### Recorded data ###

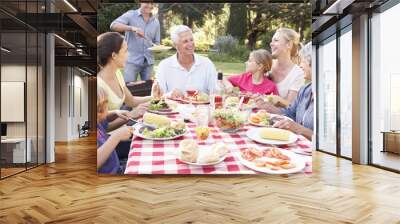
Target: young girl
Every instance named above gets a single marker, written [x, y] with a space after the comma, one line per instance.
[254, 79]
[107, 158]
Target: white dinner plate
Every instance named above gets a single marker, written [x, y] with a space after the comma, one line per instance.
[161, 112]
[204, 164]
[294, 158]
[254, 134]
[137, 133]
[271, 116]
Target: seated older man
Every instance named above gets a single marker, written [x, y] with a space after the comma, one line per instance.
[185, 70]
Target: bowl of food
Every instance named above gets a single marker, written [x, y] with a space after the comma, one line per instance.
[229, 120]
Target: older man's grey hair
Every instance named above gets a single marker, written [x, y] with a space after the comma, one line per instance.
[176, 30]
[306, 52]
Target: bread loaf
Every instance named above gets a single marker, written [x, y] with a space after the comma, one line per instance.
[156, 120]
[189, 150]
[274, 134]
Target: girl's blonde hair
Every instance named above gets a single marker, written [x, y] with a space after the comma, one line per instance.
[293, 37]
[262, 57]
[101, 100]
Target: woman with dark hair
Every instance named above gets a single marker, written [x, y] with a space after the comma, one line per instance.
[112, 52]
[301, 111]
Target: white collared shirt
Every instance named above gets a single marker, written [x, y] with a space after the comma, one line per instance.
[172, 75]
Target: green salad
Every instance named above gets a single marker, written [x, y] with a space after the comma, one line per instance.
[163, 132]
[158, 105]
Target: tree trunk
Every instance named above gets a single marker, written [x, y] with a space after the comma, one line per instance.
[161, 19]
[252, 38]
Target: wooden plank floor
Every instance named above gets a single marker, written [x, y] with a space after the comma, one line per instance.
[70, 191]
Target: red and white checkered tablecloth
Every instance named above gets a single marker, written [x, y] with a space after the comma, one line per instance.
[160, 157]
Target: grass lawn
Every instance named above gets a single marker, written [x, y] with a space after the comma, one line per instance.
[226, 67]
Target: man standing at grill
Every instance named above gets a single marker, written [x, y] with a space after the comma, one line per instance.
[141, 30]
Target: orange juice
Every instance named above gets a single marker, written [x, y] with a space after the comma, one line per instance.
[202, 132]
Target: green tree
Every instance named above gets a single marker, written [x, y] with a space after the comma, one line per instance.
[264, 19]
[192, 14]
[237, 22]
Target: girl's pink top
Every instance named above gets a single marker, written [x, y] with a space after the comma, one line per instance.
[245, 83]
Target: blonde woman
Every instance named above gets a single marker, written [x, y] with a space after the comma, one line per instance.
[285, 72]
[301, 111]
[253, 80]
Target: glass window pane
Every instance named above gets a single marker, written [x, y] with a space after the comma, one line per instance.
[327, 96]
[385, 86]
[31, 97]
[13, 85]
[346, 94]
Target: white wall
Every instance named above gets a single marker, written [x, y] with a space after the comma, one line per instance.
[70, 83]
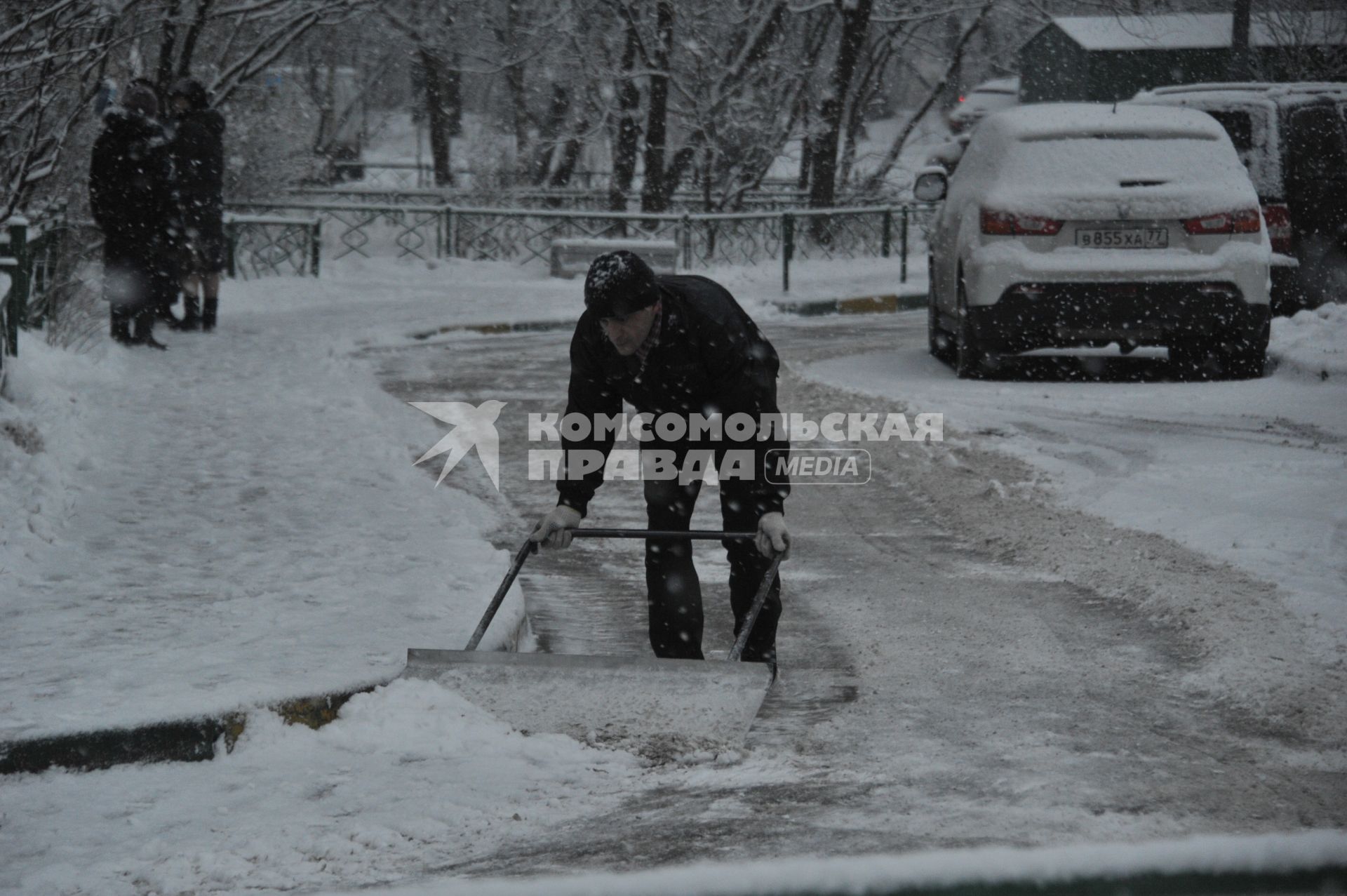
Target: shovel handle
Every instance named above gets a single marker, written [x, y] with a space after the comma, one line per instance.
[758, 600]
[516, 565]
[695, 535]
[531, 547]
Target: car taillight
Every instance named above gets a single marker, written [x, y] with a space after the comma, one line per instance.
[1279, 227]
[1012, 224]
[1238, 221]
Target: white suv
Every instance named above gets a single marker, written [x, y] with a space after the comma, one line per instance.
[1080, 224]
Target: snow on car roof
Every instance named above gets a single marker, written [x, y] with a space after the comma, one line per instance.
[1190, 32]
[1067, 120]
[998, 85]
[1271, 88]
[1241, 95]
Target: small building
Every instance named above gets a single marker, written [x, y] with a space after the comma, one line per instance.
[1106, 58]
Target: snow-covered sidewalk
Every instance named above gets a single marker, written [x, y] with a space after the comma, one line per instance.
[237, 521]
[231, 522]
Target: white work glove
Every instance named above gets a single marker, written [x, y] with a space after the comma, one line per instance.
[772, 537]
[554, 530]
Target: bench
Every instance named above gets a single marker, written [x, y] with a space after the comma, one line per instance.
[574, 256]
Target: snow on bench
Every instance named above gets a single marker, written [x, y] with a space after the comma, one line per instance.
[574, 256]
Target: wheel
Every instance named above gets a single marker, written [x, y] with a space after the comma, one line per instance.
[969, 356]
[938, 338]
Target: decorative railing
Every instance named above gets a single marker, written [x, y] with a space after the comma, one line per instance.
[525, 235]
[271, 246]
[361, 229]
[46, 265]
[683, 201]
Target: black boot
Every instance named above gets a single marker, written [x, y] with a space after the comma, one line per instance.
[190, 317]
[121, 325]
[146, 330]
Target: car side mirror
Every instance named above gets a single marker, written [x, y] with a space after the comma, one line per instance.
[931, 185]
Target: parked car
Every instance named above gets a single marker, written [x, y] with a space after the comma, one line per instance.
[1080, 224]
[1294, 140]
[985, 99]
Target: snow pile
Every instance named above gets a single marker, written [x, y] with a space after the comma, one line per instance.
[953, 869]
[1313, 342]
[45, 445]
[410, 779]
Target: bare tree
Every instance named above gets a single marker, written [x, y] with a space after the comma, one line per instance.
[51, 64]
[856, 26]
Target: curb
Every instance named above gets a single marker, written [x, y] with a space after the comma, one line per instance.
[492, 329]
[194, 740]
[187, 740]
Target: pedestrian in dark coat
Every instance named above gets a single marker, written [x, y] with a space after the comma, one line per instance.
[681, 347]
[199, 154]
[131, 199]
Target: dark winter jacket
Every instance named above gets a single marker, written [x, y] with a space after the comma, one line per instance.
[710, 359]
[131, 186]
[199, 155]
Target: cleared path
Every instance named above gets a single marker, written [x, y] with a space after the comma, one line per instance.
[935, 692]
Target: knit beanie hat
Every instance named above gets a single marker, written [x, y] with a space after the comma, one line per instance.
[619, 283]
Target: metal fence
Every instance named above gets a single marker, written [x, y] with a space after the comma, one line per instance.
[683, 201]
[262, 246]
[525, 235]
[45, 262]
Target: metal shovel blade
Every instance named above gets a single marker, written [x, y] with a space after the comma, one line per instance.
[604, 698]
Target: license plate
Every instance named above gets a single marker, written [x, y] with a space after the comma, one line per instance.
[1122, 237]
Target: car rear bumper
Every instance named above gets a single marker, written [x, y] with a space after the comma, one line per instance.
[997, 267]
[1073, 314]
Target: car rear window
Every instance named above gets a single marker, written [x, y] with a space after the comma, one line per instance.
[1240, 126]
[1108, 161]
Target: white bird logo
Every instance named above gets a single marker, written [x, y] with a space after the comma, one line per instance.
[473, 427]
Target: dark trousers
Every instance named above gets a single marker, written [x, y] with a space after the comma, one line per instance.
[673, 587]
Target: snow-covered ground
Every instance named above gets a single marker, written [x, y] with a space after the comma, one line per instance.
[1250, 472]
[237, 521]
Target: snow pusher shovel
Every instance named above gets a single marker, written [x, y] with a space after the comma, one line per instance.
[608, 698]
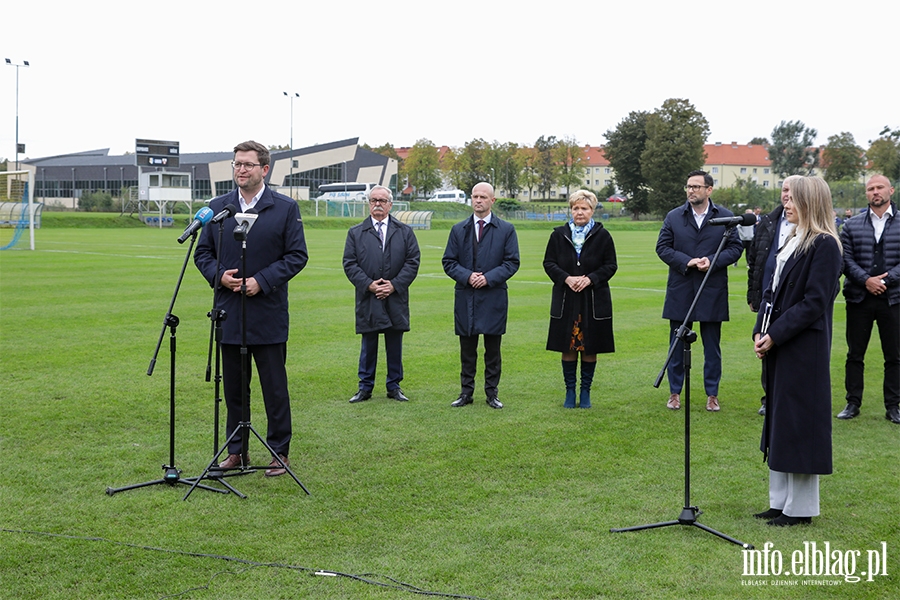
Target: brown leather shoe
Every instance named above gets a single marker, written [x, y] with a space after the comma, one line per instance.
[275, 469]
[234, 462]
[674, 402]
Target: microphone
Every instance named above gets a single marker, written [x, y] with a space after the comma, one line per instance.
[744, 219]
[245, 222]
[203, 216]
[228, 212]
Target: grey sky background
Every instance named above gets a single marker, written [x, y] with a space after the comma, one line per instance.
[211, 74]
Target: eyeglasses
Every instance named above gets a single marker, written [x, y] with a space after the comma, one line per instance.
[249, 166]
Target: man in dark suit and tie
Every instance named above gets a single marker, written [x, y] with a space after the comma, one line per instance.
[381, 259]
[276, 251]
[482, 254]
[687, 244]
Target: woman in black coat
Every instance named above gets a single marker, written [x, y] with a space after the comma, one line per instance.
[793, 335]
[580, 259]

###

Tally the lines in the records that hold the word "tree". Give only the total.

Response for this exercise: 3